• **Travail demandé**: Recopiez sans rien changer les lignes ci-dessous, de celle qui contient « Where can the green bottle cap be seen here? » jusqu'à celle qui contient « x=713, y=586 », ces deux lignes comprises.

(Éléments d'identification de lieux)
◆ ◆ ◆ ◆ ◆ ◆ ◆

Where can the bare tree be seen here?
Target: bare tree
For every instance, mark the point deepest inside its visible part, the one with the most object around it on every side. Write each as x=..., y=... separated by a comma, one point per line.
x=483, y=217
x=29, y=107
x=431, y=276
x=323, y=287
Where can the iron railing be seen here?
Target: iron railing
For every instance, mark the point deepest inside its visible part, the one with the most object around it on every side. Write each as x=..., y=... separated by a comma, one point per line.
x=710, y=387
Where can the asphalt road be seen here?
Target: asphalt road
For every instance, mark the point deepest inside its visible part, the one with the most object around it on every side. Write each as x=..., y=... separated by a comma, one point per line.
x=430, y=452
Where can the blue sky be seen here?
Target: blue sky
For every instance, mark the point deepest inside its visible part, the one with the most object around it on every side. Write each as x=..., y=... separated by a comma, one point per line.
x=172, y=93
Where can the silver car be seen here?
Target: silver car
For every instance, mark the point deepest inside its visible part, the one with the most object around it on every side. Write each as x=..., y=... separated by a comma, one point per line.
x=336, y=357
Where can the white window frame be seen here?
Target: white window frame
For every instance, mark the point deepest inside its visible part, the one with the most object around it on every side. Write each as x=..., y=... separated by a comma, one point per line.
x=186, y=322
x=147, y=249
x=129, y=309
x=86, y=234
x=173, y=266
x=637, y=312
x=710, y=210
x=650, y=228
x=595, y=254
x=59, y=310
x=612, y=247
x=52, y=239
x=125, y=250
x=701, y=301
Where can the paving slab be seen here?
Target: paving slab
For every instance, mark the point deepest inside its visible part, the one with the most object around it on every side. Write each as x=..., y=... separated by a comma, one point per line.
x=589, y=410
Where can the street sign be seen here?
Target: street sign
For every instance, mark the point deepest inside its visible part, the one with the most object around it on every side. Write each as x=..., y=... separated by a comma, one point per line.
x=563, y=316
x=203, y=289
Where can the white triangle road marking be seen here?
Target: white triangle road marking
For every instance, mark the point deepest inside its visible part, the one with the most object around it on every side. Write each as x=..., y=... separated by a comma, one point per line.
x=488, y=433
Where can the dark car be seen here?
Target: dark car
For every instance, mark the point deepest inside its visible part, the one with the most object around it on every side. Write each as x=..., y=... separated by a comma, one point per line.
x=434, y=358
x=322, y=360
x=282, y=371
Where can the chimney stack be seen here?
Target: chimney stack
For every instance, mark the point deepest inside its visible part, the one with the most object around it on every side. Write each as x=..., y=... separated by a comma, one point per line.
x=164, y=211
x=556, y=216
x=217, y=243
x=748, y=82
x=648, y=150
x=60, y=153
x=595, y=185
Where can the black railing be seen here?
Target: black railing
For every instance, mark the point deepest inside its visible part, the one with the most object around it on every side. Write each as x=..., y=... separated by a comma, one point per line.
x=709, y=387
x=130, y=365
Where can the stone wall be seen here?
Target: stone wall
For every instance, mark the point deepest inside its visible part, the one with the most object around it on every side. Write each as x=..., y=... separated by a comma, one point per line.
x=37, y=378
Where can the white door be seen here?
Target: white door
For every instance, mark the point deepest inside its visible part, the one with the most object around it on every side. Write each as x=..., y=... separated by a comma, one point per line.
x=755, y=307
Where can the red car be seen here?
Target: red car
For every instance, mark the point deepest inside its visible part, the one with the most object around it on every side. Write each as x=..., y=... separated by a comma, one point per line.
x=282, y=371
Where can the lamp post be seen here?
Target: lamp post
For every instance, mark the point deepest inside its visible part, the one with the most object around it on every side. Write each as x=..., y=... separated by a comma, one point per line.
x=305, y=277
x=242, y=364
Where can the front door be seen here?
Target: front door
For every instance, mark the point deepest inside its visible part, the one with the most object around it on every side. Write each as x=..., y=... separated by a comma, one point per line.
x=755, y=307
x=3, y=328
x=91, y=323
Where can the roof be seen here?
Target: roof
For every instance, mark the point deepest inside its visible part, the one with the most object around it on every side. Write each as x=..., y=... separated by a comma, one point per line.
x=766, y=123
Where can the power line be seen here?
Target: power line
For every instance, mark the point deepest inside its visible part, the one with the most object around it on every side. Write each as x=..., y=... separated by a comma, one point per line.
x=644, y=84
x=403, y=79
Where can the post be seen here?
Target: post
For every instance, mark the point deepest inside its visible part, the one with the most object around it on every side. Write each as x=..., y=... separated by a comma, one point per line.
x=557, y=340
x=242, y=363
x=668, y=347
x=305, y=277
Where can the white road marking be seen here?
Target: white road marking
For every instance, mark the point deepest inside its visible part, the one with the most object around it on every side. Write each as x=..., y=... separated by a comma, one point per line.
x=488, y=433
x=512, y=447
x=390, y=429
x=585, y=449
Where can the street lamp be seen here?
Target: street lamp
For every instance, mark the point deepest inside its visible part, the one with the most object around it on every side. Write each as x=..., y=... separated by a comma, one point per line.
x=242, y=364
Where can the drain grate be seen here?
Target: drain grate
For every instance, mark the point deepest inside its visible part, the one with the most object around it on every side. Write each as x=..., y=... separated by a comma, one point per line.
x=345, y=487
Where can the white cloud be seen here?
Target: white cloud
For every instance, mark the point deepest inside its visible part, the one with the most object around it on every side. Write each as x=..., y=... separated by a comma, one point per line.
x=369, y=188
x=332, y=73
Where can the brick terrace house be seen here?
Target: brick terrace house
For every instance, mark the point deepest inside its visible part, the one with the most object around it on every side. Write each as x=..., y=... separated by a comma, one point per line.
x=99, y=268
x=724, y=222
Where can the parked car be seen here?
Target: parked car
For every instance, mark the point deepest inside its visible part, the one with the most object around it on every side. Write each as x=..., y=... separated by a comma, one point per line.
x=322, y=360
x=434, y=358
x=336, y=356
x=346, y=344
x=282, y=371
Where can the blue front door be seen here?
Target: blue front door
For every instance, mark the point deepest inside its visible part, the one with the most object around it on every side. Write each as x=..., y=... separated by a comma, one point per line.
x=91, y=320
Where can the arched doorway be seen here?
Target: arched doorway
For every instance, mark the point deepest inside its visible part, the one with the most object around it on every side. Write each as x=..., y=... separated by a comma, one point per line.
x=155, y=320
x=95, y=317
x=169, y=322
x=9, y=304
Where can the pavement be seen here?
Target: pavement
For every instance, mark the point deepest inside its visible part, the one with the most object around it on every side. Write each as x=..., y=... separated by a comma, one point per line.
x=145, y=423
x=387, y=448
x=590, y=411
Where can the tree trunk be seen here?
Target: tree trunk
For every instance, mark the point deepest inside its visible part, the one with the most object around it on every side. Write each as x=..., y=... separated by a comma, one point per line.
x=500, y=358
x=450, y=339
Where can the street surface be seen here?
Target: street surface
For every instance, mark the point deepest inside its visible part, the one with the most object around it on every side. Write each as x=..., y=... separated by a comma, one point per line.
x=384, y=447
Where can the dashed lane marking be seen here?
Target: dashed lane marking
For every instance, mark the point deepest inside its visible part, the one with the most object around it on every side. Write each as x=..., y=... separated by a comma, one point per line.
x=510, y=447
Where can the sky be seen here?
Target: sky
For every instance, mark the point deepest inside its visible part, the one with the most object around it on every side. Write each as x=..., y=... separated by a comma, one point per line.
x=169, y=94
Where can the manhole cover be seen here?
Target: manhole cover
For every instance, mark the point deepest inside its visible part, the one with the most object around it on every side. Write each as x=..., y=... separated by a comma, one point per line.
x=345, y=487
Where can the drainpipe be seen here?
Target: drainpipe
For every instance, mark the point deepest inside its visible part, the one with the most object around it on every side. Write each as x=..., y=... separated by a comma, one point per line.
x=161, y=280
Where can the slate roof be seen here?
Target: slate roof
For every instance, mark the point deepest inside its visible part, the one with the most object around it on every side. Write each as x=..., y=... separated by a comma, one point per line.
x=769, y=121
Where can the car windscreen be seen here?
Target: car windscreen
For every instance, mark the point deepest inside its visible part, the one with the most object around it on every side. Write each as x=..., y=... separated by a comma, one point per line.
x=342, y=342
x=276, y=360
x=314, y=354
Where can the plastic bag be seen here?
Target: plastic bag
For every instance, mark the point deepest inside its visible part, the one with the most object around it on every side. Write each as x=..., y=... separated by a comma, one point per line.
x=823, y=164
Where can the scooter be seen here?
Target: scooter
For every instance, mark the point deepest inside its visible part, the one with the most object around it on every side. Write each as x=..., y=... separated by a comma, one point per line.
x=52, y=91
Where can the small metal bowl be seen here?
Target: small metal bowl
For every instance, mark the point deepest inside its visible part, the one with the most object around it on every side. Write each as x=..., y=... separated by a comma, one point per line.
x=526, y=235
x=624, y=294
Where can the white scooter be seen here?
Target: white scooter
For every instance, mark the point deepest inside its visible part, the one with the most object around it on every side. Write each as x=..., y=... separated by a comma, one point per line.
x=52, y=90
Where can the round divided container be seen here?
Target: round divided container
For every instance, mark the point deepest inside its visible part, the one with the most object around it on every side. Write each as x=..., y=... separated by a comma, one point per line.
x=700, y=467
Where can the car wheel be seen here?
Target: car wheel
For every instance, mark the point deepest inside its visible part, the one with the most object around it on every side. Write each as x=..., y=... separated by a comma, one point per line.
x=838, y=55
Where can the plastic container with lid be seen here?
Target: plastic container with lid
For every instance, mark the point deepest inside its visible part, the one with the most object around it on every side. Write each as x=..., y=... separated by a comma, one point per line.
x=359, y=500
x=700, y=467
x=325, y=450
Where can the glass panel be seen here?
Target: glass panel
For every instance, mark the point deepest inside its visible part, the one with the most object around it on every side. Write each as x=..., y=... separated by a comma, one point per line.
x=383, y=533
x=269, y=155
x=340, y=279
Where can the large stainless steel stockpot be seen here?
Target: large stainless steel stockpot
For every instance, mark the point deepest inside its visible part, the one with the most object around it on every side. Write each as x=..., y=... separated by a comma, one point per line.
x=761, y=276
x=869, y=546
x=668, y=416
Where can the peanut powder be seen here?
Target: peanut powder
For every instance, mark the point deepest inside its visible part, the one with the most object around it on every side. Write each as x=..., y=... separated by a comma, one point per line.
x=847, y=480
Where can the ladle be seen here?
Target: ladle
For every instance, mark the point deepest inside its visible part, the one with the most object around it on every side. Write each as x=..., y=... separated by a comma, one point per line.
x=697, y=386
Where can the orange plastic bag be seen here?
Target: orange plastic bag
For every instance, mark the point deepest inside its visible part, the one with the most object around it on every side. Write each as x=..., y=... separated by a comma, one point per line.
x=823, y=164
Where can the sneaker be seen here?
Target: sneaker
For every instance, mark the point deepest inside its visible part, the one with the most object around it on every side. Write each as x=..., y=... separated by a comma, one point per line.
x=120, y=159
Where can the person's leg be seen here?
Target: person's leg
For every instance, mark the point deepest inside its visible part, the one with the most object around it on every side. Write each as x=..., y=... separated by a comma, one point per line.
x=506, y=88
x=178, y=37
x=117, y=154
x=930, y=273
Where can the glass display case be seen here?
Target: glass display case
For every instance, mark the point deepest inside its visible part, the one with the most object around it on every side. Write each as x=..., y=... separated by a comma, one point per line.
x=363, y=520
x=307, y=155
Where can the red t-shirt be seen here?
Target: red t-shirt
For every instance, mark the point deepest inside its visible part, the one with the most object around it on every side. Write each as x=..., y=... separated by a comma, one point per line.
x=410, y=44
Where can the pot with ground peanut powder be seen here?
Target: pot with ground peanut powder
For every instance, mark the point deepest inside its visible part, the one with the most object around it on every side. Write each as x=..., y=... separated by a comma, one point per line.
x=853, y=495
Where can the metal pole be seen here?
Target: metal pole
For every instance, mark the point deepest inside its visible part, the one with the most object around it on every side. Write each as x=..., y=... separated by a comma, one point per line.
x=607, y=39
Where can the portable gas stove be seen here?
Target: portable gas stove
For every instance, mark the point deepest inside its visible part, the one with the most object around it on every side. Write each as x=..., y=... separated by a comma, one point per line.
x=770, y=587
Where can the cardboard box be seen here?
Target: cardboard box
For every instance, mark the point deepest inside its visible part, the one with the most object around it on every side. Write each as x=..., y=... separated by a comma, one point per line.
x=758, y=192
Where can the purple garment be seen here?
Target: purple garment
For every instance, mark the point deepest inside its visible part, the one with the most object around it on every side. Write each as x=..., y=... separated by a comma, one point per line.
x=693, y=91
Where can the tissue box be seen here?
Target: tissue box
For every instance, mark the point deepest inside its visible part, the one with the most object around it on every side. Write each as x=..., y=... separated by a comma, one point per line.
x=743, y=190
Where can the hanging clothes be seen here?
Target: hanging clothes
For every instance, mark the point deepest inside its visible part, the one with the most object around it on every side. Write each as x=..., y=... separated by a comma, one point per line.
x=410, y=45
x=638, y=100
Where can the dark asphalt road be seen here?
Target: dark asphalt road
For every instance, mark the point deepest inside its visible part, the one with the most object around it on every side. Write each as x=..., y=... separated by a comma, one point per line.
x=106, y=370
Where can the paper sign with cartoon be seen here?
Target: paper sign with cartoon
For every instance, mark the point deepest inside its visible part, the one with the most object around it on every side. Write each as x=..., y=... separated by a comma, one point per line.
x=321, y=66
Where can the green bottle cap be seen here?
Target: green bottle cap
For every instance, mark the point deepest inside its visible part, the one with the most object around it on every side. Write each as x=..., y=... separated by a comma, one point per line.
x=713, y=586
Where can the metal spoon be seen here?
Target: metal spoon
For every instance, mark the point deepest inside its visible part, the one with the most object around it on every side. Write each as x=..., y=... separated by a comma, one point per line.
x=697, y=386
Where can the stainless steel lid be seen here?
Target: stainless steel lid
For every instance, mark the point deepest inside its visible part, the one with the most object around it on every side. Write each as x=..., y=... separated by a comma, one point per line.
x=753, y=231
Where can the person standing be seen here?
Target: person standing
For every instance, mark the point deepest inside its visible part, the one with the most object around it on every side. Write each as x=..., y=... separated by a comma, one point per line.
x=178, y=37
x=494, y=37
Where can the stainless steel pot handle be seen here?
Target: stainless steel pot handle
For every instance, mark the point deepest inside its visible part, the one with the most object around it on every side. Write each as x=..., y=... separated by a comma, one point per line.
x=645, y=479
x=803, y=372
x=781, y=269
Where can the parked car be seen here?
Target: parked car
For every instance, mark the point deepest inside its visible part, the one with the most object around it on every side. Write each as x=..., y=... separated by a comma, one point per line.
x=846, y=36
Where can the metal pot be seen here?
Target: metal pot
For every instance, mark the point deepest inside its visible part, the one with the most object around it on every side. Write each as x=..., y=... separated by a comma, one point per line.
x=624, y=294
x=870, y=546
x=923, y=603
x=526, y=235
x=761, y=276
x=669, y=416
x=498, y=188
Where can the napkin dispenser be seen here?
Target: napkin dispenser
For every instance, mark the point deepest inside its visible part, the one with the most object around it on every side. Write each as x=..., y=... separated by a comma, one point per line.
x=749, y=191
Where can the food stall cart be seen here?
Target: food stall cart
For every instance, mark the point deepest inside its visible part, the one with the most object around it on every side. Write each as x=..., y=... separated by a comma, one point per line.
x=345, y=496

◆ ◆ ◆ ◆ ◆ ◆ ◆

• **En réponse**:
Where can the green bottle cap be seen here?
Target: green bottle cap
For every instance, mark the point deepest inside its visible part, the one with the most object around it on every side. Write each as x=..., y=... separated by a comma, one point per line.
x=713, y=586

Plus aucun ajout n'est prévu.